**Problems to solve**.
a) In the technology column, swap "business world" for "corporate world" and write out everything from "2016 will see" down to "2016 and beyond.".
b) Answer these questions from the technology column:
(i) On what date and on which website was the piece originally published?
(ii) Which companies are named as making up the public Cloud?
(iii) What will be used to stabilize Cloud infrastructures in 2016?

**Excerpted passage**.
2016 will see an increased focus on cybersecurity and specifically, cybersecurity training, says technology columnist MJ Shoer.
This was originally published on December 27, 2015 on Seacoastonline.com.
With the New Year right around the corner it’s the time of year when I like to look forward to what the next year may hold for the technology industry.
2015 was a year of tremendous growth for technology utilization in the business world and this will continue into 2016 and beyond.
We all realize our use of technology will continue to expand. This has positives and negatives, but without question, the positives outweigh the negatives and will continue to do so. One of the negatives we saw in 2015 were some fairly high-profile outages in the public Cloud. The public Cloud is made up of the hosting capabilities of companies like Amazon, Apple, Google, Microsoft and Verizon, among others. Nearly every technology company is now offering some form of Cloud solutions, often built upon their own infrastructures that they resell to customers and partners. When these infrastructures experience an interruption, it is often felt across a wide array of businesses.
As we move into 2016, more emphasis will be placed on stabilizing these infrastructures with increased redundancy, both geographically as well as physically, to minimize and ultimately eradicate the impact of any outage event. As more and more businesses and consumers rely on Cloud solutions, this will be critical to insure the ongoing reliability and success of these systems.

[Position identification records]
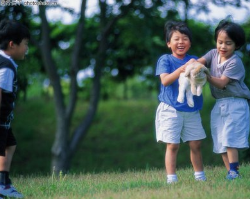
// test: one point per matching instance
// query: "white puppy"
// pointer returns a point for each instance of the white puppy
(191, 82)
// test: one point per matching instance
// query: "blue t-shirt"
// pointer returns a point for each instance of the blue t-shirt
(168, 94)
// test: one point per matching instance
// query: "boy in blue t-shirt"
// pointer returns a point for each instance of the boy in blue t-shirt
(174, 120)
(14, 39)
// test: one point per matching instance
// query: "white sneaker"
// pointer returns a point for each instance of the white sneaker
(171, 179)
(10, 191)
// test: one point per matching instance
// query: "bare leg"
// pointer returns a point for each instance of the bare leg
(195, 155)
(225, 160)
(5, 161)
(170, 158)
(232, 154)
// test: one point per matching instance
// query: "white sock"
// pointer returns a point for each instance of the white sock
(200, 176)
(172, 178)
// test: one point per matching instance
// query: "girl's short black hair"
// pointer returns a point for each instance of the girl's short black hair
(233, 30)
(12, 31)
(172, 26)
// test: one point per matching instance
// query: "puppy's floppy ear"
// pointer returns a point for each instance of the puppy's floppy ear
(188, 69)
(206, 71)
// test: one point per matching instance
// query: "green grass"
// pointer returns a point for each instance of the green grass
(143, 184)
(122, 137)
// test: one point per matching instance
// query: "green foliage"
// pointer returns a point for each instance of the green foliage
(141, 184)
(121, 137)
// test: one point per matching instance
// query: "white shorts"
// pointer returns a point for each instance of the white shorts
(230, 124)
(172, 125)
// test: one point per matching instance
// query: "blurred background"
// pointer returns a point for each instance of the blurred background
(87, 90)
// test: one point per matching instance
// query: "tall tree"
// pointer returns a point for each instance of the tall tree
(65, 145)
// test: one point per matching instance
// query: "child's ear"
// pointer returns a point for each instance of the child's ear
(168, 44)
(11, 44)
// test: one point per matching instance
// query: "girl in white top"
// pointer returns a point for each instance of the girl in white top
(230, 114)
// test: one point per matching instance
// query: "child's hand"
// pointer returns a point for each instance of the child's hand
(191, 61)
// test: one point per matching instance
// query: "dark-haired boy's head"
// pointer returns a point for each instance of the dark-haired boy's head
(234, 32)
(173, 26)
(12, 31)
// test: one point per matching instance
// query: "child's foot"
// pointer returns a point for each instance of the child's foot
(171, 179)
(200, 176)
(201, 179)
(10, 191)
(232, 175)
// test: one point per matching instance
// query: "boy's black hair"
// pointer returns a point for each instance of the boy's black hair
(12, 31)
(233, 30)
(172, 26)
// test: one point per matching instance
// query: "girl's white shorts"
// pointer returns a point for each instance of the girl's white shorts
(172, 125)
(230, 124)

---

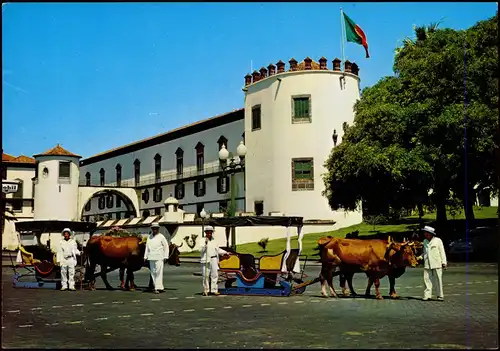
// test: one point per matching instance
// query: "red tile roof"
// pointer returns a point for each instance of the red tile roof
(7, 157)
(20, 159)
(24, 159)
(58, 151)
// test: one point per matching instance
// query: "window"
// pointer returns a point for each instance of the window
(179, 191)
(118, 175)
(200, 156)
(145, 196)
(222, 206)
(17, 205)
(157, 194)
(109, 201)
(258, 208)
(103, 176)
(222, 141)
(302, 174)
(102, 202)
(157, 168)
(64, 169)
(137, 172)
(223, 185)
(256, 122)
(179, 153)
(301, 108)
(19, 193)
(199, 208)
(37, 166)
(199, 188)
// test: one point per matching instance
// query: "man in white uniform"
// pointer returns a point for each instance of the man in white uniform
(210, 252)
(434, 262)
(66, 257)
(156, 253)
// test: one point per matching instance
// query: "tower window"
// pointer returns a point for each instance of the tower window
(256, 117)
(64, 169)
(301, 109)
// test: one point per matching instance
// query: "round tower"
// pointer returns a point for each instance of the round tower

...

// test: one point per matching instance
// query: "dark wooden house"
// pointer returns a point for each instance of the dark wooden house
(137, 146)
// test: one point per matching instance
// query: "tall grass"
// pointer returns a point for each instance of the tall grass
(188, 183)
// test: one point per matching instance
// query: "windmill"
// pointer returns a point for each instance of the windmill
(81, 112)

**In response**.
a)
2016 will see an increased focus on cybersecurity and specifically, cybersecurity training, says technology columnist MJ Shoer.
This was originally published on December 27, 2015 on Seacoastonline.com.
With the New Year right around the corner it’s the time of year when I like to look forward to what the next year may hold for the technology industry.
2015 was a year of tremendous growth for technology utilization in the corporate world and this will continue into 2016 and beyond.

b)
(i) December 27, 2015, on Seacoastonline.com.
(ii) Amazon, Apple, Google, Microsoft and Verizon.
(iii) Increased redundancy, both geographically and physically.